**Passage**
□ □ □ □
Make the dough: Combine the flour, sugar, yeast, and salt in a gallon ziploc bag. Shake to mix. Add the butter to the bag, seal the bag, and shake to coat the butter. Press the air out of the bag and reseal it. Roll over the bag with a rolling pin, shaking the bag after each pass until the butter becomes large flakes. Empty the contents into a large bowl. Stir the sour cream, orange juice, ice water, and egg yolk into the butter-flour mixture until combined. Turn the dough out onto a floured work surface and knead the dough into a smooth, cohesive ball. Roll the dough out into a 20×12-inch rectangle. Starting at the short end, begin rolling the dough into a tight cylinder (like you’d roll a carpet). Pat the cylinder into a a 12×4-inch rectangle. Place the dough on a parchment-lined baking sheet and cover with plastic. Freeze for 15 minutes. Meanwhile, generously butter 12 muffin tins.

Make the filling: Mix all of the ingredients together.

Assemble the buns: Roll the dough into a 20×12-inch rectangle. Sprinkle the filling over the dough, leaving 1/2-inch clean margins along the edges. Lightly press the filling into the dough. Starting from the long end, roll the dough up into a cylinder, pinching the final edge to the roll to seal it. Trim the ends of the roll with a sharp knife, then cut the roll into 12 pieces of equal width. Place each roll, cut-side up, in the muffin tin (you can use muffin papers if you like, but I like how the butter and sugars caramelize in the bottom of the tin). Cover the dough loosely with plastic wrap and place in the refrigerator for at least 4 hours or up to 24 hours.

Bake the buns: Preheat the oven to 200°F. Remove the buns from the refrigerator and discard the plastic wrap. Turn the oven off and proof the buns in the oven for 20-30 minutes until they have doubled in size. Remove the buns from the oven and increase the temperature to 425°F. Bake the morning buns for 5 minutes, then reduce the oven temperature to 325°F. Continue to bake until the buns turn a deep golden brown, about 40-50 more minutes. Remove from the oven and let cool for about 5 minutes, then remove the morning buns from the tins (if you let them cool in the tins, they may just stick as the caramel turns hard). Makes 12 buns.


more goodness from the use real butter archives

kouign amann pastry huckleberry lemon sweet rolls apple cider caramel apple cinnamon rolls peach pie cinnamon rolls

15 nibbles at “what the morning will bring”

  1. Heather (Delicious Not Gorgeous) says:

    these look like the perfect shade of caramelized, and what a sweet (oops, pun not originally intended but why not) way to celebrate a successful lecture!
□ □ □ □
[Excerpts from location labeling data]
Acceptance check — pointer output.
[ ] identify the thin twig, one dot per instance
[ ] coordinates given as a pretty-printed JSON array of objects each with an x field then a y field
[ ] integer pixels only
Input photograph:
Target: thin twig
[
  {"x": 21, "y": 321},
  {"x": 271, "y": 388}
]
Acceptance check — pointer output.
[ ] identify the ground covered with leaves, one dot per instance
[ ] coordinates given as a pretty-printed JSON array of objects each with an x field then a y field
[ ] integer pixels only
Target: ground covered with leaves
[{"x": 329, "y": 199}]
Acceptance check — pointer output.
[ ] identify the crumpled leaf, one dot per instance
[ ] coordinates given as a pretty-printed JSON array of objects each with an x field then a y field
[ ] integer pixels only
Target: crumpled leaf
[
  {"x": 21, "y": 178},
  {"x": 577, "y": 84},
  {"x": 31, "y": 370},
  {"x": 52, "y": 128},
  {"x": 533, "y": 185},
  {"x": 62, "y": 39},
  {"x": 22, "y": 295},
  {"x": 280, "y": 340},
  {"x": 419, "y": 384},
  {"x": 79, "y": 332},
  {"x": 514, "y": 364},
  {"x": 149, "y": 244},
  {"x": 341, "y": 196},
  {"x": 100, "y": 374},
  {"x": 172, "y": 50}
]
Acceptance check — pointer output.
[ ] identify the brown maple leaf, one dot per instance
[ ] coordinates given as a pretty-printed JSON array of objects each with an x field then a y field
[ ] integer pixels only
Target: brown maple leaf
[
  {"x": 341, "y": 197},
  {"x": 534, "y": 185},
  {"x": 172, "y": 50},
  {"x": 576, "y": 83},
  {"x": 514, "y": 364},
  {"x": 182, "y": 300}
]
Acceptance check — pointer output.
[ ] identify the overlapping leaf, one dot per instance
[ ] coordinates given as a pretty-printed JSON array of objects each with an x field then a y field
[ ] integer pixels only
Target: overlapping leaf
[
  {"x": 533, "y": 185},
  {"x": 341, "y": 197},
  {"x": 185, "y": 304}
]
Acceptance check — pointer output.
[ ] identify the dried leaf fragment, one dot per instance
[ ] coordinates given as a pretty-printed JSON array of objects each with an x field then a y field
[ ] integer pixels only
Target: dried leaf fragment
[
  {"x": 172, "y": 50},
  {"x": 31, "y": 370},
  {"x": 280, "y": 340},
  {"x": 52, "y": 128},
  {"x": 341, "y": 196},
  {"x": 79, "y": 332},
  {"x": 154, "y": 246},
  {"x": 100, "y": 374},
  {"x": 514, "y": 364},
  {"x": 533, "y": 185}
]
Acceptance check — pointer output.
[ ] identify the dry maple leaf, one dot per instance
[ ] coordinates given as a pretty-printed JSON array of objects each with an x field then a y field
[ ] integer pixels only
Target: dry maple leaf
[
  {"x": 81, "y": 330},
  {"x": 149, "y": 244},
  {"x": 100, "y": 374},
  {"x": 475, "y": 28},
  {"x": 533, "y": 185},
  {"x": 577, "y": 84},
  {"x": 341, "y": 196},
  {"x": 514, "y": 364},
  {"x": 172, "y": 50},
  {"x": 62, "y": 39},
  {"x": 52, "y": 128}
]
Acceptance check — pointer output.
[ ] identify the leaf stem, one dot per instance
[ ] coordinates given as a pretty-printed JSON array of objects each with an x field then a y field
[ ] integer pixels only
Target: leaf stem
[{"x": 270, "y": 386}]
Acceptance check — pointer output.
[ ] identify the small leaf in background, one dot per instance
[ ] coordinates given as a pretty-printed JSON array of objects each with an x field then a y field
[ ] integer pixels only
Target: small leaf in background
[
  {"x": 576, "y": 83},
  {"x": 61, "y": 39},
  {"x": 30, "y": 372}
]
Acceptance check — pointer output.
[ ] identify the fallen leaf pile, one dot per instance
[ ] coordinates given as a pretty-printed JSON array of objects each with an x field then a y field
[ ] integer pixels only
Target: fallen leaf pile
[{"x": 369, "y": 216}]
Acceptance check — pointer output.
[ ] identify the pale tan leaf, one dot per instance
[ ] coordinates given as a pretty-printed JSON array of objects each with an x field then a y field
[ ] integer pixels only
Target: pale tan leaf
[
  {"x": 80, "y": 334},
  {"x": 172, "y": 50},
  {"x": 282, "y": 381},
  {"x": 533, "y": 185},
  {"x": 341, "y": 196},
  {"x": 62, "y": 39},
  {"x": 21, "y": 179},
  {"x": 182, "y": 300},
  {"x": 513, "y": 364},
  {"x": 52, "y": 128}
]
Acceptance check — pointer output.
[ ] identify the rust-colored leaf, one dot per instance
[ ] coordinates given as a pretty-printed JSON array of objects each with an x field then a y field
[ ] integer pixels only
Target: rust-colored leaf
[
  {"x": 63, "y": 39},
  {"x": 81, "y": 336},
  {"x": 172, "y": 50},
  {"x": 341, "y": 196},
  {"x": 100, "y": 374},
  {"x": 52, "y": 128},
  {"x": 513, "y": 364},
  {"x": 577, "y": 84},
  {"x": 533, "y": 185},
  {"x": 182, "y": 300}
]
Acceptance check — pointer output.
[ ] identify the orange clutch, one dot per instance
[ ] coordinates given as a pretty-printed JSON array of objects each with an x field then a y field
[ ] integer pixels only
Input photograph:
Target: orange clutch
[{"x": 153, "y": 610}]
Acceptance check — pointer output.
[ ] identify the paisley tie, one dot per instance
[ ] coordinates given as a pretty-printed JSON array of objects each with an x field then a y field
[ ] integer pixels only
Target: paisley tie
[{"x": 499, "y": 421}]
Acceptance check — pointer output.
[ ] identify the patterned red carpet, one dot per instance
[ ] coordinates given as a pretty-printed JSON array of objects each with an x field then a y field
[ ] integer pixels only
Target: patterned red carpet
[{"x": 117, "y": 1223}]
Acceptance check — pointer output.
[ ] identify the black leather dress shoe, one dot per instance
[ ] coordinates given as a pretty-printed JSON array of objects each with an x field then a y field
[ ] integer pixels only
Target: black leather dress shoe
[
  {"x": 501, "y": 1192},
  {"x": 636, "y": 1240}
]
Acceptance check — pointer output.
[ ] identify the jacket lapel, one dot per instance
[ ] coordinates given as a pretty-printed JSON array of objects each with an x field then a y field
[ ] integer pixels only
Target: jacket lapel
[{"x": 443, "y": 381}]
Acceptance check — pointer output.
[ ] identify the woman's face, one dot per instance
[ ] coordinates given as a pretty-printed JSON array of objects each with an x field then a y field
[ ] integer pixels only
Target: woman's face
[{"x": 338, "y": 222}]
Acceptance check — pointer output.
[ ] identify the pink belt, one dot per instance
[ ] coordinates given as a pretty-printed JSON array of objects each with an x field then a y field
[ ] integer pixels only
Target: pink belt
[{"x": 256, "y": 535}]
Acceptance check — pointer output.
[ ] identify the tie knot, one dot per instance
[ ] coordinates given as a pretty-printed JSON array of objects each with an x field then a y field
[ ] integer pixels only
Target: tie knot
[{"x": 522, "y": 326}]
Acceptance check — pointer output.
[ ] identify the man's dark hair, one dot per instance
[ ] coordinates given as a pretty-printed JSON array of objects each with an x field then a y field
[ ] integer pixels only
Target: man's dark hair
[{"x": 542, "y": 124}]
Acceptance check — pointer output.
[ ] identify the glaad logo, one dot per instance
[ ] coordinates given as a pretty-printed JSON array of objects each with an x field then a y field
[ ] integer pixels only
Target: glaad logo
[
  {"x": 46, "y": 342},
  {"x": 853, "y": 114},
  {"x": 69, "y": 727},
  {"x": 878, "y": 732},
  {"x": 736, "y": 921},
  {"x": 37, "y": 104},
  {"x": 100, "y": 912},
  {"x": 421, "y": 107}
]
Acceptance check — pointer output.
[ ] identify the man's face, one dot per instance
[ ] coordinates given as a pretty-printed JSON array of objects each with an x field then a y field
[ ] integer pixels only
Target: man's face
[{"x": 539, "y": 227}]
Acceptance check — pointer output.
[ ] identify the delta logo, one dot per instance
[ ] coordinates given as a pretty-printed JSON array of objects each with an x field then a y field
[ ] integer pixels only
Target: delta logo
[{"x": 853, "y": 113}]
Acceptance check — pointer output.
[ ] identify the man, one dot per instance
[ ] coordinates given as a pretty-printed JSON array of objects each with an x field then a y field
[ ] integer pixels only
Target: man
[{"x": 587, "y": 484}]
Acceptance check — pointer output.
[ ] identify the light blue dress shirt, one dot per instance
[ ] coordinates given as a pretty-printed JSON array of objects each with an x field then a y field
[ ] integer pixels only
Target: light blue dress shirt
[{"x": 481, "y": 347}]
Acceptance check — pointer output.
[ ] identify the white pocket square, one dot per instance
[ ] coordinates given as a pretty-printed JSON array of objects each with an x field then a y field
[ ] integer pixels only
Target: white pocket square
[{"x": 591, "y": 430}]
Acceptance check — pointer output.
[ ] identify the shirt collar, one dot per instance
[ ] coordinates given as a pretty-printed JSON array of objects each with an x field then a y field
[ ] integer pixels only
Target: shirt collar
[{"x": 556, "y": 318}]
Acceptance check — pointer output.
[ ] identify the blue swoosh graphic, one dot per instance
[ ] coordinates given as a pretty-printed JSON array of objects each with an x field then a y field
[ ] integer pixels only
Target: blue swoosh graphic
□ □ □ □
**Set exercise 1**
In the morning bun recipe, what oven temperature do the buns bake at after the first 5 minutes?
**Set exercise 2**
Copy out the stretch of the morning bun recipe from "Make the dough: Combine" through "12 muffin tins.".
Rely only on the morning bun recipe when responding.

**Finished answer 1**
325°F

**Finished answer 2**
Make the dough: Combine the flour, sugar, yeast, and salt in a gallon ziploc bag. Shake to mix. Add the butter to the bag, seal the bag, and shake to coat the butter. Press the air out of the bag and reseal it. Roll over the bag with a rolling pin, shaking the bag after each pass until the butter becomes large flakes. Empty the contents into a large bowl. Stir the sour cream, orange juice, ice water, and egg yolk into the butter-flour mixture until combined. Turn the dough out onto a floured work surface and knead the dough into a smooth, cohesive ball. Roll the dough out into a 20×12-inch rectangle. Starting at the short end, begin rolling the dough into a tight cylinder (like you’d roll a carpet). Pat the cylinder into a a 12×4-inch rectangle. Place the dough on a parchment-lined baking sheet and cover with plastic. Freeze for 15 minutes. Meanwhile, generously butter 12 muffin tins.